— What this task involves —
Copy each line below containing "tractor".

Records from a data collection
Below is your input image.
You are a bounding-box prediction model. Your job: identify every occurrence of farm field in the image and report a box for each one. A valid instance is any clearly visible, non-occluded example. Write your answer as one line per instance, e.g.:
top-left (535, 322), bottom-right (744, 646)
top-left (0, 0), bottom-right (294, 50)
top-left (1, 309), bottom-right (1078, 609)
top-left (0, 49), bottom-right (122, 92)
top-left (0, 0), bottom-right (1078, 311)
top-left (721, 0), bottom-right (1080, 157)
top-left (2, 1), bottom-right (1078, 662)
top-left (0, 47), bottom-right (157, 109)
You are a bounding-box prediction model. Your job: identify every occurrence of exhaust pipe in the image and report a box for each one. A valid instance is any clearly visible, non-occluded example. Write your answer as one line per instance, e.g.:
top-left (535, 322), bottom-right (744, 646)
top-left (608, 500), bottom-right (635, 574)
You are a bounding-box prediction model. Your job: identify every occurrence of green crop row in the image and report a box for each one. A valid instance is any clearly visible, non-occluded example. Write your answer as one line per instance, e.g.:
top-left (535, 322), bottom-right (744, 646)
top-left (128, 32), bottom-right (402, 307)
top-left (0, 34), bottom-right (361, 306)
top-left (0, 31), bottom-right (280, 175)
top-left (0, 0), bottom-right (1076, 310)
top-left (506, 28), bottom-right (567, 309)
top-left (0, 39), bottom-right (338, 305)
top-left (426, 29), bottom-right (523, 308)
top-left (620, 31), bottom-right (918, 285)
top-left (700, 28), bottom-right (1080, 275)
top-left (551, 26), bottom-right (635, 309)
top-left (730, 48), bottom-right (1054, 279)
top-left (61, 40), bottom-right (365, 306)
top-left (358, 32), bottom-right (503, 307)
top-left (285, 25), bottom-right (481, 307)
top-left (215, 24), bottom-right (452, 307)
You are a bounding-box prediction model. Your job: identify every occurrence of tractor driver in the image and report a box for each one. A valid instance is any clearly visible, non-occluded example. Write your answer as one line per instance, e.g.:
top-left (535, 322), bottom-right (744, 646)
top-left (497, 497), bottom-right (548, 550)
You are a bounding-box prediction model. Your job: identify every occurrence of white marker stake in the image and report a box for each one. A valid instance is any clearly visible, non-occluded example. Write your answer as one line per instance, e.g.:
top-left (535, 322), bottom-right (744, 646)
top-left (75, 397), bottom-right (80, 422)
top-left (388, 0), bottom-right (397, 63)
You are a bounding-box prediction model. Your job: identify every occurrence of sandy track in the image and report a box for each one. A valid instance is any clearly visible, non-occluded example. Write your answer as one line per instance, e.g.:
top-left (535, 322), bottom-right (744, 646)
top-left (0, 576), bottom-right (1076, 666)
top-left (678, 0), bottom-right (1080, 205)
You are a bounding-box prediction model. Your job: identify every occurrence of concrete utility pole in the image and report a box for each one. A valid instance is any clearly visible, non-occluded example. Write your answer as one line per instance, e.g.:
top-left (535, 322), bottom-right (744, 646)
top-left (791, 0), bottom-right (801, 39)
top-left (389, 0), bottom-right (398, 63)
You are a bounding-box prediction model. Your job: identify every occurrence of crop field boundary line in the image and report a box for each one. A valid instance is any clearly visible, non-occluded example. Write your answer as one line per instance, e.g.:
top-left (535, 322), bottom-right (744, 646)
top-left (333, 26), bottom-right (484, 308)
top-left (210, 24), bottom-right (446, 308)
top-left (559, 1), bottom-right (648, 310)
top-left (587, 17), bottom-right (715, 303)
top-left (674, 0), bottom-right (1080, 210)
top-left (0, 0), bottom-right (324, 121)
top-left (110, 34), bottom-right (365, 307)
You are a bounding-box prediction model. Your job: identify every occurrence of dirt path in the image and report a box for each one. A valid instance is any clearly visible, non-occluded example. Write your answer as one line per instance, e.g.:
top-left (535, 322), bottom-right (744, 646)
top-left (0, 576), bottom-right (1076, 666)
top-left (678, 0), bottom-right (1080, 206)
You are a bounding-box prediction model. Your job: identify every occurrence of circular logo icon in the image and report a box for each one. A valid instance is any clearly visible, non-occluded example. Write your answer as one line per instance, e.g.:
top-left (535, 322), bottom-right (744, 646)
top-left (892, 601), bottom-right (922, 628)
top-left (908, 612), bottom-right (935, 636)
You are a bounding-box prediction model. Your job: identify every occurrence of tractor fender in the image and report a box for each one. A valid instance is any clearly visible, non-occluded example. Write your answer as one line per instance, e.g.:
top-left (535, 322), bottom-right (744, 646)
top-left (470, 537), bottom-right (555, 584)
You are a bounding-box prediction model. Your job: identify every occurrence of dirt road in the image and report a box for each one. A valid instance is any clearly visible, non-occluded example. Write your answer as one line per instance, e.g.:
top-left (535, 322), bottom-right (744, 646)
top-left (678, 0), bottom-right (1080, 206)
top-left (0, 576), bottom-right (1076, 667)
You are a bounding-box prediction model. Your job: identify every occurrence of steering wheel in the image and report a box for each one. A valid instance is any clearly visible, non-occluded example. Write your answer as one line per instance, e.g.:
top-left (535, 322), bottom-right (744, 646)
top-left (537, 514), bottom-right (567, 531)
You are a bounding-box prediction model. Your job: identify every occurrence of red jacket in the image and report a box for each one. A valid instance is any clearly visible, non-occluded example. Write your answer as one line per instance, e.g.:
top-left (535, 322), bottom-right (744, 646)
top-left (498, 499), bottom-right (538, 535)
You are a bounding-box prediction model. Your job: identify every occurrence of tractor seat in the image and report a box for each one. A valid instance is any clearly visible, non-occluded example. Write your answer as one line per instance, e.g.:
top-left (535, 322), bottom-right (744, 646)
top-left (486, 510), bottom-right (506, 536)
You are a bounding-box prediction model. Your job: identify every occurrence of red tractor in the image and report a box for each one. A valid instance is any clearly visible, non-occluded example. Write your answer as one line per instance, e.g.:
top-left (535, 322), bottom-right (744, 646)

— Output below —
You are a bounding-box prediction model. Your job: identify every occurrence of tractor driver in the image and report a box for each one. A valid instance is any clearly visible, non-occluded example. Write your answer as one line per instance, e.g.:
You are a bounding-box prediction model. Your job: identify every occurrence of tractor fender in the image and report a box for each one. A valid instance is any clearly visible, non-occluded example. Write your answer as one line per instance, e.g.:
You are a bounding-box prediction model. Your job: identify every occurrence of tractor seat in the image and report a box for each one. A valid instance is any clearly visible, non-occluded example. Write your answer as one line per instance, e.g.:
You are a bounding-box prediction model. Your job: identify every occurrence of red tractor in the image and report a box for each one. A valid instance is any clearly visible, non-occluded example. Write your answer as one line per instance, e.g.:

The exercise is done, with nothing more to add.